PASSAGE TO READ:
2015 Natural & Human Disaster Recap

A number of destructive natural disasters and one major human disaster occurred in the first 9 months of 2015.

The worst natural disaster in terms of loss of life and property damage was the magnitude 8.1 earthquake that struck Nepal in April. The quake triggered landslides in the mountain valleys and an avalanche on Mt. Everest. Thousands of structures were destroyed, entire villages flattened, and hundreds of thousands made homeless. More than 9,000 people died in the tragic event.

In Colombia, on May 18, a landslide triggered by upstream flooding of a local river killed 78 in the town of Salgar. An 8.3 earthquake off the coast of Chile started a tsunami that caused damage in coastal villages. The earthquake killed 12.

Overall, hurricanes and typhoons took a smaller toll than normal. No hurricanes made landfall in the US, through September. Tropical Storm Erika hit the island of Dominica in the Caribbean in August, taking 20 lives. Typhoon Togage struck Japan in September, creating floods and landslides that killed 69, with another 19 missing. In August, Typhoon Ineng battered northern Luzon in the Philippines. 21 died and 15 were reported missing.

Northern California wildfires took 6 lives, destroyed over 1,000 homes, and scorched hundreds of thousands of acres of forest and brushland.

GIVEN INFORMATION:
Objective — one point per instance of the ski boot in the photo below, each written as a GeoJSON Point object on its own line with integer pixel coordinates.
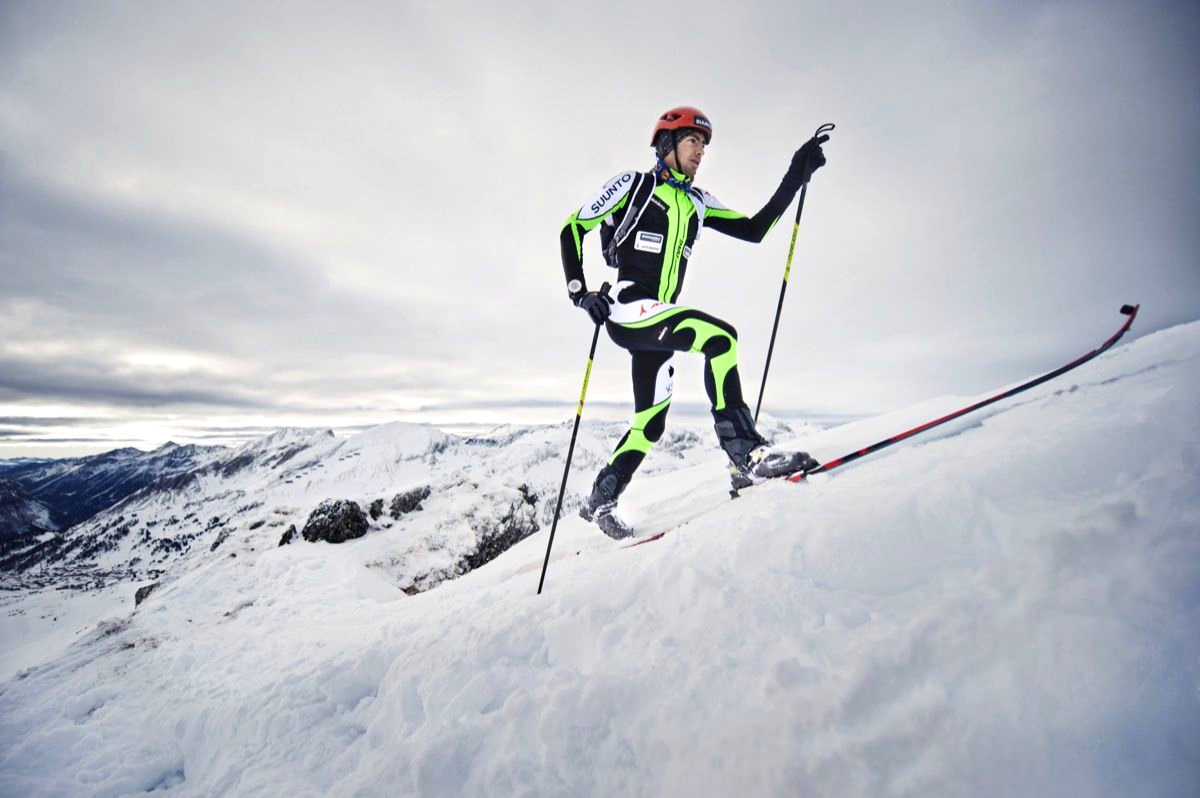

WHAT THE TASK ASKS: Reproduce the stretch of the 2015 disaster recap above from "The worst natural" through "earthquake killed 12.", copying it word for word.

ANSWER TO THIS TASK:
The worst natural disaster in terms of loss of life and property damage was the magnitude 8.1 earthquake that struck Nepal in April. The quake triggered landslides in the mountain valleys and an avalanche on Mt. Everest. Thousands of structures were destroyed, entire villages flattened, and hundreds of thousands made homeless. More than 9,000 people died in the tragic event.

In Colombia, on May 18, a landslide triggered by upstream flooding of a local river killed 78 in the town of Salgar. An 8.3 earthquake off the coast of Chile started a tsunami that caused damage in coastal villages. The earthquake killed 12.